§ EXERCISE TASK 1: In the stored records below, copy everything from the line containing "Return the polygon of every instance of the white" down to the end of the records, substituting "occurrence" for every "instance" and changing nothing else.

§ TEXT BLOCK:

● ● ●

Monday, August 22, 2011

Kathleen Norris on the Heart Balm Racket - 1935


FULL TEXT: The brilliant daughter of a brilliant father did a fine thing not long ago. She proposed to the state legislature of Indiana a bill that has become state law, and that has been copied by New York and several other states. Some day in the not too distant future the law may become a federal regulation.

The woman is young and charming, with an intelligent, fine face; she is married and has a son and a daughter. A member of the state house of representatives of Indiana, Roberta West Nicholson has the further distinction of being the daughter-in-law of the late Meredith Nicholson, writer of many best sellers.

The new law prohibits all suits for alienation of affection, breach of promise and seduction. It is a death blow at the power that has been held for so long by languishing ladies, whose love, trustfully extended to kindly elderly gents encountered in night clubs and at race tracks, is subsequently found to have had a value of two hundred and thirty thousand dollars and scrupulously estimated odd cents.

Mrs. Nicholson contended that most actions for breach of promise and alienation of affection have extortion as their motive. We all know that. When we pick up our morning newspapers and see the injured woman, when we study her vapid face and her permanent wave, we know perfectly well that not a natural tear has ever fallen from those bright calculating eyes, that the thick lacquer of that soft, characterless mouth has never been jeopardized by a tremble. The mere headlines. “Claims Heart Broken –  Bitterly Regrets Impulsive Reciprocation of Elderly Midas’ Affection,” tells us just what sort of woman she is.

That the Nicholson bill became a law in Indiana, where it was drafted, and has been rapidly adopted in other states whose citizens are interested in whittling one more phase of the law into terms of modernity and honesty is a step toward sanity and dignify; and we need sanity and dignity if ever a nation did. It is humiliating to balanced women to read, day after day, of the Peaches and Rhodas and Peggys whose fantastic affairs of the heart are spread so lavishly over the front pages of the morning paper.

“She gets three thousand dollars for eighty letters,” thinks some decent little girl in an obscure country town somewhere, or some discouraged factory worker, whose honor and integrity haven't brought her more than a bare living. And into her heart comes the idea that there are easier ways to obtain big checks and heavy furs, and diamond wrist watches than working for them! Why should she work hard for fifty-two weeks a year for so little, when this other girl not any smarter or prettier than she, merely has to flatter some fatuous old man into writing her a promissory letter to be made independent for life?

The heart balm law suit has become one of our most profitable rackets. Women –
certain types of women – have become as sharp as weasels in perceiving chances to establish claims of this sort, find rich men go in terror of their lives. One famous case was that in which a generous, sympathetic wife offered her city house to a certain attractive widow with two small children. The widow was penniless, the woman was taking her children away to the mountains; she couldn’t bare to think of those babies trapped in a slum, while her cool apartment in the breezy East Fifties was empty.

During the course of the summer the husband, who was living at a club, went home three times to look up a book or an old suit or some other small possession, and at the end of the summer the widow sued him as father of her unborn child. Eventually, she was exposed as a professional blackmailer, but the tenants of the once happy apartment never will recover from the effect of the law suit and the shock.

● ● ●

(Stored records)
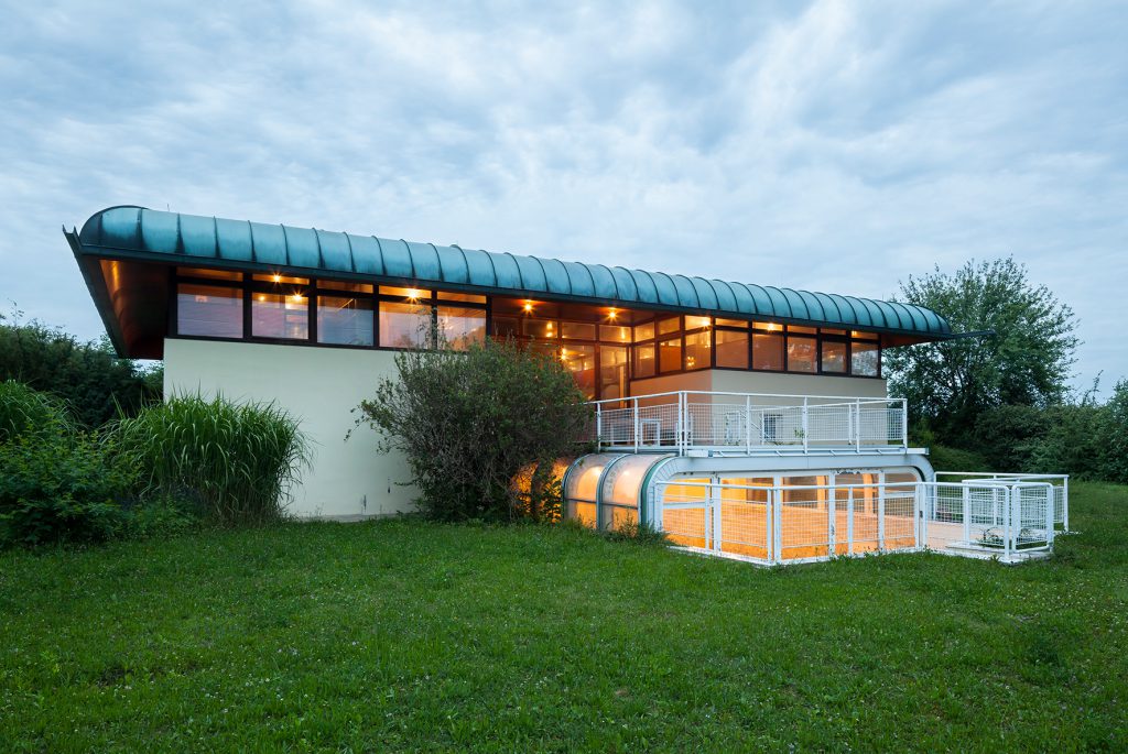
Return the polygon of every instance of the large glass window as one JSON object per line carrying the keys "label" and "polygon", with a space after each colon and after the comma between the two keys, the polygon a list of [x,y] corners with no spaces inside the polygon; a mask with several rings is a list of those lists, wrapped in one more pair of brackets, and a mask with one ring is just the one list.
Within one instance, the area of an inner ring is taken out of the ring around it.
{"label": "large glass window", "polygon": [[373,344],[372,301],[345,296],[317,298],[317,341],[344,346]]}
{"label": "large glass window", "polygon": [[662,374],[681,371],[681,338],[658,344],[658,371]]}
{"label": "large glass window", "polygon": [[439,337],[448,348],[466,351],[472,343],[481,344],[486,337],[484,309],[439,307]]}
{"label": "large glass window", "polygon": [[254,293],[250,335],[256,338],[309,338],[309,299],[300,293]]}
{"label": "large glass window", "polygon": [[599,347],[599,397],[626,398],[627,349],[625,346]]}
{"label": "large glass window", "polygon": [[846,344],[839,340],[822,341],[822,371],[830,374],[846,373]]}
{"label": "large glass window", "polygon": [[858,376],[878,376],[878,357],[881,353],[878,344],[855,340],[852,346],[851,372]]}
{"label": "large glass window", "polygon": [[599,339],[610,343],[631,343],[631,328],[618,325],[600,325]]}
{"label": "large glass window", "polygon": [[787,371],[817,372],[819,341],[814,338],[787,336]]}
{"label": "large glass window", "polygon": [[521,320],[521,335],[528,338],[555,339],[556,332],[556,322],[553,320],[530,318]]}
{"label": "large glass window", "polygon": [[385,348],[425,348],[431,341],[431,307],[380,302],[380,345]]}
{"label": "large glass window", "polygon": [[752,369],[783,371],[783,336],[755,332],[752,335]]}
{"label": "large glass window", "polygon": [[635,379],[654,376],[654,346],[635,346]]}
{"label": "large glass window", "polygon": [[180,283],[176,289],[176,331],[208,338],[241,338],[243,289]]}
{"label": "large glass window", "polygon": [[716,365],[735,370],[748,369],[748,331],[716,331]]}
{"label": "large glass window", "polygon": [[710,367],[710,331],[693,332],[686,336],[686,369],[705,370]]}
{"label": "large glass window", "polygon": [[589,399],[596,397],[596,347],[567,345],[561,349],[561,362],[572,373],[575,384]]}
{"label": "large glass window", "polygon": [[596,326],[591,322],[561,322],[561,337],[566,340],[594,340]]}

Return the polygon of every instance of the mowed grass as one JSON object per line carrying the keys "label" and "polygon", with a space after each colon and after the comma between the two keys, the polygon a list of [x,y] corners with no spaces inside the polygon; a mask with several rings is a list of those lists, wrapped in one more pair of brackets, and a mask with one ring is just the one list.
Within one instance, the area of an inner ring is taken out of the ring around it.
{"label": "mowed grass", "polygon": [[765,570],[571,527],[0,555],[0,749],[1128,748],[1128,488],[1050,561]]}

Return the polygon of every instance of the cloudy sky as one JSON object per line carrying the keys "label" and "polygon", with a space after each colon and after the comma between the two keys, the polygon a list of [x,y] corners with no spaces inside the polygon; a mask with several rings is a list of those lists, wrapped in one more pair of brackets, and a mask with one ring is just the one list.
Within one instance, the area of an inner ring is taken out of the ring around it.
{"label": "cloudy sky", "polygon": [[0,308],[99,335],[60,225],[113,204],[875,298],[1014,255],[1111,383],[1125,39],[1063,0],[0,0]]}

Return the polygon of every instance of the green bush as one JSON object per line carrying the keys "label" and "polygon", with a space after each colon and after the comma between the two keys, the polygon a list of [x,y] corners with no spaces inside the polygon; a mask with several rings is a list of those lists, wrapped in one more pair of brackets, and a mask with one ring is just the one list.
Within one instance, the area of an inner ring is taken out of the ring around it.
{"label": "green bush", "polygon": [[177,396],[113,428],[148,497],[196,500],[220,523],[282,516],[309,463],[309,441],[273,403]]}
{"label": "green bush", "polygon": [[161,397],[161,372],[118,358],[106,338],[81,343],[73,335],[19,312],[0,314],[0,380],[16,380],[67,402],[88,428],[133,414]]}
{"label": "green bush", "polygon": [[591,411],[561,363],[512,343],[487,340],[467,352],[402,352],[398,375],[361,403],[381,434],[380,451],[402,451],[420,489],[420,507],[441,521],[552,518],[552,484],[534,497],[514,484],[530,464],[580,452]]}
{"label": "green bush", "polygon": [[[981,454],[961,447],[933,445],[928,449],[928,461],[936,471],[992,471]],[[1012,469],[1013,471],[1013,469]]]}
{"label": "green bush", "polygon": [[1029,469],[1037,449],[1050,432],[1051,423],[1052,416],[1045,408],[998,406],[978,416],[971,432],[971,445],[994,469]]}
{"label": "green bush", "polygon": [[87,433],[0,443],[0,544],[91,542],[123,533],[134,474]]}

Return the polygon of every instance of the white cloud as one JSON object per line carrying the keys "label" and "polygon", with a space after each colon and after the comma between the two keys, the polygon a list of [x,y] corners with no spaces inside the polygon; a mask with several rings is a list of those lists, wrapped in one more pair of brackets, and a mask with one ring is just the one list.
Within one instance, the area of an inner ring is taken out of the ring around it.
{"label": "white cloud", "polygon": [[[1014,254],[1128,374],[1114,3],[0,1],[0,299],[116,203],[885,296]],[[8,23],[10,20],[10,23]]]}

● ● ●

§ EXERCISE TASK 2: From the article above on heart balm suits, extract everything from "During the course" down to "and the shock." word for word.

§ FULL ANSWER 1:
Return the polygon of every occurrence of the white cloud as one JSON object per line carrying the keys "label" and "polygon", with a space after each colon and after the comma between the two keys, the polygon a list of [x,y] corners with no spaces inside the polygon; a mask with several rings is a list of those lists, wrapped in one more pair of brackets, and a mask with one ring is just the one list.
Within one occurrence, the area of an inner ring is taken out of the ring around it.
{"label": "white cloud", "polygon": [[[1014,254],[1128,374],[1114,3],[0,1],[0,299],[116,203],[885,296]],[[8,23],[10,20],[10,23]]]}

§ FULL ANSWER 2:
During the course of the summer the husband, who was living at a club, went home three times to look up a book or an old suit or some other small possession, and at the end of the summer the widow sued him as father of her unborn child. Eventually, she was exposed as a professional blackmailer, but the tenants of the once happy apartment never will recover from the effect of the law suit and the shock.